━━━ Task material
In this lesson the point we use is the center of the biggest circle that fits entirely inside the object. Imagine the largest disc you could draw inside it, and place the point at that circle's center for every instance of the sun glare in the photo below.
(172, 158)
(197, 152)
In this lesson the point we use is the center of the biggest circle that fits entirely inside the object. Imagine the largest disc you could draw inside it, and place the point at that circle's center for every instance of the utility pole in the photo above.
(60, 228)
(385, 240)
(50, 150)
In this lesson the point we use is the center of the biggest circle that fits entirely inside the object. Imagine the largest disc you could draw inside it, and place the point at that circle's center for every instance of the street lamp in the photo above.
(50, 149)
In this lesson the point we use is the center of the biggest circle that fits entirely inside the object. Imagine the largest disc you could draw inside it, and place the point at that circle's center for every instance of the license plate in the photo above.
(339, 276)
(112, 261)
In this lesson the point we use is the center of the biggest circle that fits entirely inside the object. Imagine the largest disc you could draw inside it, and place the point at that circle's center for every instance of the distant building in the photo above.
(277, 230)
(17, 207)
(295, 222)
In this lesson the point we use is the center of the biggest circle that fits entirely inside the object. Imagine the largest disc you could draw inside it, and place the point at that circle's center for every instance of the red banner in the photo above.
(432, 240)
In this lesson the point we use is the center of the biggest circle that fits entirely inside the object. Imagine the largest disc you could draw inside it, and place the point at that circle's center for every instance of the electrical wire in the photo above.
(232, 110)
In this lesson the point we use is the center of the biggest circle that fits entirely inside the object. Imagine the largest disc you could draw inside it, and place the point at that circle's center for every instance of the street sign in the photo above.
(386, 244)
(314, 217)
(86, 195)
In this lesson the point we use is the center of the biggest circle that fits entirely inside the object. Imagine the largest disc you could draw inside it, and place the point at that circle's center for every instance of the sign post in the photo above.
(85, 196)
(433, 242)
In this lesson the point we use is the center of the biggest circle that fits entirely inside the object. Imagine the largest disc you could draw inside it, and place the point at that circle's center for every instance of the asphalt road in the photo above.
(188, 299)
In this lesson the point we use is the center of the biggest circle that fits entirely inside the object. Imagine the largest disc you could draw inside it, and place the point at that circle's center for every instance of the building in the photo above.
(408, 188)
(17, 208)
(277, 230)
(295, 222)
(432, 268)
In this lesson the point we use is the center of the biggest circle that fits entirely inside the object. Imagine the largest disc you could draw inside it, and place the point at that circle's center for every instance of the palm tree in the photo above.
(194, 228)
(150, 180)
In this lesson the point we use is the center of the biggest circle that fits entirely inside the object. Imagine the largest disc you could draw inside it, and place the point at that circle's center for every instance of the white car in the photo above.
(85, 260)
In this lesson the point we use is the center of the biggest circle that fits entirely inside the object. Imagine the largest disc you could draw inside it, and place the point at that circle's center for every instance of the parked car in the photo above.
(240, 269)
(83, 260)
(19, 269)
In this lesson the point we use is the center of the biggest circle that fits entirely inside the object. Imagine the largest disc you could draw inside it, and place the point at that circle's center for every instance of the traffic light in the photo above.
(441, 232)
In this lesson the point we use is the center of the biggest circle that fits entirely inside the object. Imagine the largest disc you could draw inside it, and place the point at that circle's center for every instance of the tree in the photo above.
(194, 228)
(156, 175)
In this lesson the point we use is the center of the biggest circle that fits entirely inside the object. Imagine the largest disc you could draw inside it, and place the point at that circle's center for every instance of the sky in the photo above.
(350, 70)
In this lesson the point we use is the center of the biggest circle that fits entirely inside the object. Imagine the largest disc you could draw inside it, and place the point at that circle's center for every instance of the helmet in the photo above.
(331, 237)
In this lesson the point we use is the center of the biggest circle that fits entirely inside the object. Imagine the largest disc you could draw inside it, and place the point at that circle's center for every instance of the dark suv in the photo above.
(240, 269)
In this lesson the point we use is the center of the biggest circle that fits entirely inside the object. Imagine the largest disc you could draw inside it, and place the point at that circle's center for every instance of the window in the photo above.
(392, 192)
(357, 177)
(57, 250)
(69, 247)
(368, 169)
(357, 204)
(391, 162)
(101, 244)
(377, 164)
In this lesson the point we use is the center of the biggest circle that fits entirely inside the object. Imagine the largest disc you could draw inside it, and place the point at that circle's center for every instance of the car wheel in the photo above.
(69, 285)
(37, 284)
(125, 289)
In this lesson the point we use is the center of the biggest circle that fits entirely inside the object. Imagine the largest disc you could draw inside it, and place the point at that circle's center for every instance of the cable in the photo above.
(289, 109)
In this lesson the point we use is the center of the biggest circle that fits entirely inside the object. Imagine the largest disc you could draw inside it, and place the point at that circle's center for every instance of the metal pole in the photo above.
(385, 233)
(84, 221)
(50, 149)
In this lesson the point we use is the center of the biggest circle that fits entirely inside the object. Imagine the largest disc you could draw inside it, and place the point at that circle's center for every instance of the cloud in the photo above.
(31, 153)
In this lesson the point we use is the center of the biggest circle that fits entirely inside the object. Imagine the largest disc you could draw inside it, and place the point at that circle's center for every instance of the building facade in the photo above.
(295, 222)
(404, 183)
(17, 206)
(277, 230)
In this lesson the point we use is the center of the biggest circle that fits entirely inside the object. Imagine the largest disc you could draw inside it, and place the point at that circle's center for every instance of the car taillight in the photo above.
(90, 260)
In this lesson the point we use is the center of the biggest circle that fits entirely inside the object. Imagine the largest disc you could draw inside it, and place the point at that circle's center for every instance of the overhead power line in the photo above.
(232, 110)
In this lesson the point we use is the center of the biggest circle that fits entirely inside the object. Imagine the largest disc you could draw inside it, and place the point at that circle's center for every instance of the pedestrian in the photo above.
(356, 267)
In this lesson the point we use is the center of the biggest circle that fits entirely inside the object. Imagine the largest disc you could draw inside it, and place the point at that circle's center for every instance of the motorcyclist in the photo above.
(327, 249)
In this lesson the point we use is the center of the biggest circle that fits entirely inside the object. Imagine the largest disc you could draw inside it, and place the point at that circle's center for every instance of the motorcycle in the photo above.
━━━━━━
▸ What this task involves: Give back all the data exactly as written.

▸ Solution for this exercise:
In this lesson the point we use is the center of the biggest circle that fits entirely inside the object. Imagine the largest disc you could draw inside it, and place the point at that circle's center for every instance of the sun glare in the photo below.
(172, 158)
(197, 152)
In this lesson the point we use is the center of the biggest circle that fits entirely inside the object. Imagine the largest disc you could draw inside it, and place the point at that circle's center for every instance of the utility pole in the photo above.
(60, 228)
(385, 240)
(50, 150)
In this lesson the point we use is the center of the biggest circle that fits entirely inside the object. Imagine the largest disc you could draw inside it, and place the point at that circle's center for every instance of the street lamp in the photo above.
(50, 149)
In this lesson the point we use is the center of the biggest circle that fits entirely inside the object. Imagine the largest disc you could draw inside it, and place the point at that circle's center for every instance of the license plate in the photo above.
(339, 276)
(112, 261)
In this lesson the point we use is the center of the biggest circle that fits entirely inside the object. Imagine the largest disc you could draw inside it, and place the point at that circle's center for every instance of the distant building in the photo above.
(277, 230)
(17, 207)
(295, 222)
In this lesson the point we use is the center of the biggest circle that fits entirely inside the object. Imagine the largest disc you could draw inside it, and place the point at that circle's center for every instance of the red banner in the photo above.
(432, 240)
In this lesson the point we use is the center of the biggest circle that fits entirely inside the object. Imagine the largest disc you could draw inside it, and place the point at that circle's center for every instance of the electrical wire in the photo above.
(232, 110)
In this lesson the point we use is the center of the biggest circle that fits entirely inside the object. Imagine the largest disc you could draw inside it, and place the point at that circle's center for every instance of the street sign in the photo above.
(386, 244)
(314, 217)
(86, 195)
In this lesson the point we use is the center of the biggest circle that fits entirely inside the object. Imagine the largest disc you could draw inside it, and place the point at that circle's center for every instance of the sign post in the photo above.
(85, 196)
(433, 242)
In this lesson the point we use is the center of the biggest circle that fits entirely inside the object. Imagine the largest disc you could draw inside it, and place the point at that circle's center for every instance of the asphalt road in the photo above.
(188, 299)
In this lesson the point we use is the center of the biggest circle that fits entirely inside the object. Imagine the largest disc you could draw inside it, and place the point at that circle's center for every instance of the building in the photo above.
(408, 188)
(17, 208)
(277, 230)
(295, 222)
(432, 268)
In this lesson the point we use is the center of the biggest circle that fits entirely inside the object. Imagine the largest disc you could draw inside it, and place the point at that circle's center for every instance of the palm tree in the photo above.
(194, 228)
(150, 180)
In this lesson the point we use is the center of the biggest circle that fits entirely inside the object. Imagine the largest disc you could draw inside it, and place the point at that circle's center for every instance of the white car in the photo above.
(85, 260)
In this lesson the point we use is the center of the biggest circle that fits entirely inside the object. Imagine the largest disc you could draw inside it, and place the point at that circle's center for every instance of the parked car in the photo above.
(240, 269)
(83, 260)
(19, 269)
In this lesson the point we use is the center of the biggest circle that fits entirely inside the object. Imagine the largest disc you could draw inside it, and place the point at that circle's center for every instance of the traffic light in the photo above.
(441, 232)
In this lesson the point we use is the center of the biggest circle that fits entirely inside the object. Imagine the largest disc you could draw inside it, and place the point at that circle's center for every instance of the tree in the photo above.
(194, 228)
(156, 175)
In this lesson the point we use is the center of the biggest circle that fits entirely inside the object. Imagine the largest disc you could draw inside it, and place the point at that circle's center for every instance of the sky in the photo above.
(350, 70)
In this lesson the point we use is the center of the biggest circle that fits entirely inside the object. Imagine the largest disc you could draw inside it, and place the point at that circle's center for every instance of the helmet in the photo above.
(331, 237)
In this lesson the point we use is the center of the biggest circle that fits entirely inside the object. Imagine the largest disc you could draw inside it, and place the point at that circle's center for every instance of the dark suv in the photo above.
(240, 269)
In this lesson the point we use is the center of the biggest circle that fits entirely inside the object. Imagine the largest disc you could draw inside it, and place the point at that circle's center for every instance of the window in the photo above.
(392, 192)
(357, 177)
(57, 250)
(69, 247)
(368, 169)
(357, 204)
(391, 162)
(101, 244)
(377, 164)
In this lesson the point we use is the center of the biggest circle that fits entirely inside the object. Imagine the largest disc you could draw inside it, and place the point at that circle's center for every instance of the car wheel in the photo above.
(69, 285)
(37, 284)
(125, 289)
In this lesson the point we use is the center of the biggest circle that fits entirely inside the object. Imagine the largest disc you could draw inside it, and place the point at that circle's center for every instance of the cable in the photo above.
(289, 109)
In this lesson the point we use is the center of the biggest circle that fits entirely inside the object. Imagine the largest disc you could draw inside it, and place the point at that circle's center for every instance of the metal pole in the photo above.
(385, 233)
(84, 221)
(50, 149)
In this lesson the point we use is the center of the biggest circle that fits entirely inside the object. Imagine the largest disc you could draw inside it, and place the point at that circle's center for every instance of the cloud in the photo above.
(31, 153)
In this lesson the point we use is the center of the biggest circle that fits entirely inside the object. Imagine the largest disc you could draw inside it, and place the point at that circle's center for every instance of the building facade in the photo above.
(295, 222)
(404, 183)
(17, 206)
(277, 230)
In this lesson the point we use is the center of the biggest circle that fits entirely inside the object. Imagine the largest disc you could draw inside it, and place the point at that circle's center for every instance of the car taillight in the photo above.
(90, 260)
In this lesson the point we use is the center of the biggest circle that fits entirely inside the object. Imagine the largest disc you could draw inside it, and place the point at that circle's center for every instance of the overhead power line in the photo above.
(232, 110)
In this lesson the point we use is the center of the biggest circle that fits entirely inside the object. Imagine the largest disc you could draw inside it, and place the point at that circle's center for every instance of the pedestrian in the photo above.
(356, 267)
In this lesson the point we use is the center of the biggest circle that fits entirely inside the object. Imagine the largest disc you could draw inside it, and place the point at that circle's center for every instance of the motorcyclist in the photo above.
(327, 249)
In this lesson the point we use is the center of the biggest circle that fits entirely inside the object. Imagine the largest disc you could draw inside it, and place the point at that circle's center for every instance of the motorcycle in the photo above.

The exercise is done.